═════ RECORD EXTRACTS ═════

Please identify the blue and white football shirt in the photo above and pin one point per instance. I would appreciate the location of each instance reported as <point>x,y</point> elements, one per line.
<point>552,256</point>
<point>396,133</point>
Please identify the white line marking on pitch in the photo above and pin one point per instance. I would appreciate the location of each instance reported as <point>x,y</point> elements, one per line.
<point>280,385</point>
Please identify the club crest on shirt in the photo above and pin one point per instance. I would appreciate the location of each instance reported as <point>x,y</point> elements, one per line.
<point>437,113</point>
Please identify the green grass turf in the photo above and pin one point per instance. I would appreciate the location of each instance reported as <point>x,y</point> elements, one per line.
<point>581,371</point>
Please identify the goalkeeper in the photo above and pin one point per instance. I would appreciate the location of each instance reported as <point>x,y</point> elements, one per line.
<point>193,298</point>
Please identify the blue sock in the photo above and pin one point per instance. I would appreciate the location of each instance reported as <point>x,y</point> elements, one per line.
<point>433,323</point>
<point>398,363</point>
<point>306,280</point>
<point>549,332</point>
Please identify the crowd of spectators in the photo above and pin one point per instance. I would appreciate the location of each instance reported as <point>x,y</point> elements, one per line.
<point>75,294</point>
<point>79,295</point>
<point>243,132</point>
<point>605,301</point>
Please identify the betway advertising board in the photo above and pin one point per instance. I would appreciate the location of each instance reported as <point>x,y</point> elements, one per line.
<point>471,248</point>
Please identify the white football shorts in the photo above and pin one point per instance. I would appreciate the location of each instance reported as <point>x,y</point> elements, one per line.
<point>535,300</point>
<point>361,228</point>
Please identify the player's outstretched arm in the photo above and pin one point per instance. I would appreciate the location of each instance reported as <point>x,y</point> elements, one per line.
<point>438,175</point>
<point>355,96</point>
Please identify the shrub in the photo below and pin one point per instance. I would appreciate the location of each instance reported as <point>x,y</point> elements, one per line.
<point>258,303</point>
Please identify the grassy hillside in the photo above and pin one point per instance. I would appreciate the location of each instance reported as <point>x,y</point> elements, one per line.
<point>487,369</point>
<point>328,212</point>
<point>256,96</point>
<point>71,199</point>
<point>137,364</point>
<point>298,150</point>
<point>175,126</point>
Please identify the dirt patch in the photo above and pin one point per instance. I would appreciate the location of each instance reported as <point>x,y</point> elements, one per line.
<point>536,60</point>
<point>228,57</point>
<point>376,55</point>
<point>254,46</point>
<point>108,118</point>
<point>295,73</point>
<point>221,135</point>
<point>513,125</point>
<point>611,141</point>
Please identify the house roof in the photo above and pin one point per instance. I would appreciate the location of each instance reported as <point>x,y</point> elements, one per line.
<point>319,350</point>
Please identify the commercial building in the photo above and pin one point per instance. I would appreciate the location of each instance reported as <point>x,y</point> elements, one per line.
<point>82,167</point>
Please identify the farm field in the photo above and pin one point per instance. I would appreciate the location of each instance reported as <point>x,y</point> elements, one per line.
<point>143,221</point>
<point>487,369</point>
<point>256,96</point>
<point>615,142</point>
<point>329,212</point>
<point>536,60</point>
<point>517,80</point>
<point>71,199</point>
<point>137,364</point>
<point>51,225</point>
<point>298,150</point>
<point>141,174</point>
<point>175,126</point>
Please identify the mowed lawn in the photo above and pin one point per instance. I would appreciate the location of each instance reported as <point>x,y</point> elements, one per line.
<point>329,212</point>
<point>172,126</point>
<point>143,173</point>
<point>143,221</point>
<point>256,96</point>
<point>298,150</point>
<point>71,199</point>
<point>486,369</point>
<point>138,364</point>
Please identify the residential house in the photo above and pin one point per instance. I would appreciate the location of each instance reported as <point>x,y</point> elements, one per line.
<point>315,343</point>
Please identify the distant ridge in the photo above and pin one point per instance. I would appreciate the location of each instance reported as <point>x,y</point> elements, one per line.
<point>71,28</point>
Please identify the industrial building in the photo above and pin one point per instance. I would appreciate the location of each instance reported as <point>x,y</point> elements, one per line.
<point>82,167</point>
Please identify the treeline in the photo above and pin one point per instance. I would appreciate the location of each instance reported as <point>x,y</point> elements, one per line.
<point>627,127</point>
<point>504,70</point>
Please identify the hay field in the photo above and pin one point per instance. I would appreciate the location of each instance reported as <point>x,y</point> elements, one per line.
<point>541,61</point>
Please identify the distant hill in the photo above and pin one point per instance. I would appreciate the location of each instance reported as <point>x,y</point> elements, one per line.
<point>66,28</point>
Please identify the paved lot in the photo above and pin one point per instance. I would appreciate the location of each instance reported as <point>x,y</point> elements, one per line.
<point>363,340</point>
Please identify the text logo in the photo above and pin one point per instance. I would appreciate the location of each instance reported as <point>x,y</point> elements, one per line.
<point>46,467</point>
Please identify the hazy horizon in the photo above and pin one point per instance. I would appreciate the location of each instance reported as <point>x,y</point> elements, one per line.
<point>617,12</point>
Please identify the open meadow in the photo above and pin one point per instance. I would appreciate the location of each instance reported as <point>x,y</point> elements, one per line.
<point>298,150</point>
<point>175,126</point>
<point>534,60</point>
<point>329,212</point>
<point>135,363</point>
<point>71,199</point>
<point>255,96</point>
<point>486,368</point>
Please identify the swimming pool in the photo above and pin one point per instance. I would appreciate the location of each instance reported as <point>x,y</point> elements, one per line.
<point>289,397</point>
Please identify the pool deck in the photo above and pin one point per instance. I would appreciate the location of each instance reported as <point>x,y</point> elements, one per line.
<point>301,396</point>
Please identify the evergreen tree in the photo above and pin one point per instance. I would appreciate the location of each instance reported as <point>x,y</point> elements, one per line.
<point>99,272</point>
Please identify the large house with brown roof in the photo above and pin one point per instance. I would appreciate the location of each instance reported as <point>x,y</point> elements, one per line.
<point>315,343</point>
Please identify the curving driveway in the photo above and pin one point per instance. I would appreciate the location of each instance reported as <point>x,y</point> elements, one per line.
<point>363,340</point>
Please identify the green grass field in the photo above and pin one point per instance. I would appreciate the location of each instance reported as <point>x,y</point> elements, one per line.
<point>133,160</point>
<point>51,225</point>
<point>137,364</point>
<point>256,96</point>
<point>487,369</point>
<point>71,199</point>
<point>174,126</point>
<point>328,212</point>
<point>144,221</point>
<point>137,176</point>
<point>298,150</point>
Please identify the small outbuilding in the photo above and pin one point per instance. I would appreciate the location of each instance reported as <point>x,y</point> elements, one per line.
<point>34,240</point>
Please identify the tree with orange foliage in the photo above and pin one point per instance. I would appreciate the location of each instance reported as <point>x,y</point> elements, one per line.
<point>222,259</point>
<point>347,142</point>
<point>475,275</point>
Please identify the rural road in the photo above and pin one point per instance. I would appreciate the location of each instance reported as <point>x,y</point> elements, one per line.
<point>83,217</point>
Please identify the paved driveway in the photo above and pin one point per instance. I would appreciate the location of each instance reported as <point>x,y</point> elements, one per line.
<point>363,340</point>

═════

* ACTION ITEM *
Give the listing again. Leave every word as it stands.

* EXERCISE ANSWER *
Please identify the blue and white football shirt in the photo above and pin one point per instance. I would appreciate the location of each instance reported as <point>x,y</point> elements, one per line.
<point>552,256</point>
<point>396,133</point>
Please identify the white line marking on pitch in the photo above and pin one point per instance. I would appreciate the location of each instance reported as <point>x,y</point> elements, one per line.
<point>280,385</point>
Please identify the club crest on shirt in the photo above and pin one point per instance. I would appreciate the location of each instance reported as <point>x,y</point> elements, one per line.
<point>437,113</point>
Please identify the green grass turf in the photo above and pin one point per instance. I would appreciate the location of each instance reported as <point>x,y</point> elements, one per line.
<point>581,371</point>
Please identify the goalkeeper in the photo above and pin one point per instance. I would appreciate the location of each instance reported as <point>x,y</point> elements, one per line.
<point>193,298</point>
Please identify the blue sock in the photo above and pin one point per instance. I would appreciate the location of each instance reported as <point>x,y</point> elements, one per line.
<point>433,323</point>
<point>398,363</point>
<point>306,280</point>
<point>549,332</point>
Please identify the crowd of spectators in the photo above and pin one point per instance. I would appreciate the location of each instance reported as <point>x,y</point> elements, one per line.
<point>75,294</point>
<point>79,295</point>
<point>243,132</point>
<point>605,301</point>
Please identify the betway advertising board in the photo above and pin one point per instance. I would appreciate the location of each instance reported as <point>x,y</point> elements, one per line.
<point>471,248</point>
Please identify the white football shorts in the photo above and pin one point per instance. I would appreciate the location of each instance reported as <point>x,y</point> elements, one per line.
<point>535,300</point>
<point>361,228</point>
Please identify the player's outstretched arm in the photo above and pin one point per instance. I would appreciate the location of each instance reported as <point>x,y</point> elements, one per line.
<point>438,175</point>
<point>355,96</point>
Please identify the shrub in the photo below and pin one point per instance. I would appreciate the location of each instance reported as <point>x,y</point> elements, one per line.
<point>258,303</point>
Please identify the grassy hillside in the photo above and pin one point per instance. I would appreciate the location of each instance reported as <point>x,y</point> elements, one per line.
<point>487,369</point>
<point>328,212</point>
<point>256,96</point>
<point>71,199</point>
<point>137,364</point>
<point>298,150</point>
<point>175,126</point>
Please identify the dirt patch in the photo above and pin one point per instance. I would appreciate the location of each instance reported as <point>x,y</point> elements, one per line.
<point>536,60</point>
<point>228,57</point>
<point>376,55</point>
<point>254,46</point>
<point>108,118</point>
<point>295,73</point>
<point>221,135</point>
<point>513,125</point>
<point>611,141</point>
Please identify the house roof in the photo above and pin one point per instance. I would appreciate the location of each instance reported as <point>x,y</point> elements, one per line.
<point>319,350</point>
Please identify the commercial building in the photo above and pin one point per instance. I would appreciate the location of each instance reported as <point>x,y</point> elements, one per line.
<point>82,167</point>
Please identify the farm field in the photo above and pin one point per instance. I would appreciate the location of each instance reported as <point>x,y</point> elements, one per line.
<point>143,221</point>
<point>487,369</point>
<point>256,96</point>
<point>615,142</point>
<point>329,212</point>
<point>536,60</point>
<point>517,80</point>
<point>71,199</point>
<point>137,364</point>
<point>51,225</point>
<point>298,150</point>
<point>141,174</point>
<point>175,126</point>
Please identify the mowed lawn in the photo above and pin one point per instance. I would appreciate the location of each instance reported as <point>x,y</point> elements, one per line.
<point>329,212</point>
<point>172,126</point>
<point>143,173</point>
<point>143,221</point>
<point>256,96</point>
<point>298,150</point>
<point>71,199</point>
<point>486,369</point>
<point>138,364</point>
Please identify the residential house in the photo above and pin one point per instance. I would appreciate the location of each instance reported as <point>x,y</point> elements, one per line.
<point>315,343</point>
Please identify the distant ridge in the photo above and pin one point per instance. I would appreciate the location of each instance reported as <point>x,y</point> elements, one per line.
<point>71,28</point>
Please identify the industrial building in the photo above and pin one point per instance. I would appreciate the location of each instance reported as <point>x,y</point> elements, one per line.
<point>82,167</point>
Please identify the treeline in the photo above and pin one point per instance. I would appreciate the location of each instance reported as <point>x,y</point> elements, one per line.
<point>627,127</point>
<point>504,70</point>
Please identify the hay field in the photo above and pin one point per instance. I would appreciate the location of each instance reported as <point>x,y</point> elements, one per line.
<point>541,61</point>
Please identify the distant hill in the photo above and pin one point per instance. I would appreciate the location of each instance reported as <point>x,y</point> elements, one per line.
<point>66,28</point>
Please identify the paved lot in the photo above and pin one point per instance. I would appreciate the location of each instance reported as <point>x,y</point> elements, one per line.
<point>363,340</point>
Please identify the text logo in the photo above and pin one point per instance. I would appreciate the location of each instance reported as <point>x,y</point> elements, one per line.
<point>46,467</point>
Please identify the hazy horizon in the photo above and pin one point per instance. I would appreciate the location of each instance reported as <point>x,y</point> elements, one per line.
<point>617,12</point>
Please identify the open meadow in the photo above and pin one point per instance. I would appreciate the location of each instance reported as <point>x,y</point> elements, one per line.
<point>298,150</point>
<point>175,126</point>
<point>534,60</point>
<point>329,212</point>
<point>135,363</point>
<point>71,199</point>
<point>255,96</point>
<point>486,368</point>
Please identify the swimming pool in the photo above and pin one point per instance. I would appreciate the location of each instance reported as <point>x,y</point> elements, one per line.
<point>289,397</point>
Please identify the pool deck in the photo above and pin one point per instance. I would appreciate the location of each instance reported as <point>x,y</point> elements, one per line.
<point>301,396</point>
Please identify the evergreen tree in the photo above and pin one point per instance. I would appreciate the location of each instance reported as <point>x,y</point> elements, one per line.
<point>99,272</point>
Please identify the large house with brown roof in the photo above and pin one point per instance. I would appreciate the location of each instance reported as <point>x,y</point> elements, one per line.
<point>315,343</point>
Please identify the curving driveway in the photo above and pin one point per instance. I would appreciate the location of each instance reported as <point>x,y</point> elements, one per line.
<point>363,340</point>
Please identify the green grass field in the photo above and pin one point per instance. I would appreciate the location of each instance reported as <point>x,y</point> elements, one per line.
<point>133,160</point>
<point>51,225</point>
<point>137,364</point>
<point>256,96</point>
<point>487,369</point>
<point>71,199</point>
<point>174,126</point>
<point>328,212</point>
<point>144,221</point>
<point>137,176</point>
<point>298,150</point>
Please identify the small outbuilding in the photo above and pin one point per instance. I would appreciate the location of each instance reported as <point>x,y</point> elements, one per line.
<point>34,240</point>
Please identify the tree with orange foliage in the photo above and pin one point per instance. I would appreciate the location of each instance reported as <point>x,y</point> elements, one per line.
<point>222,259</point>
<point>347,142</point>
<point>475,275</point>
Please identify the rural road in the photo above and pin one point per instance. I would appreciate the location of each instance reported as <point>x,y</point> elements, one per line.
<point>83,217</point>
Please identify the paved driveway in the photo above and pin one point per instance. I would appreciate the location of each instance reported as <point>x,y</point> elements, one per line.
<point>363,340</point>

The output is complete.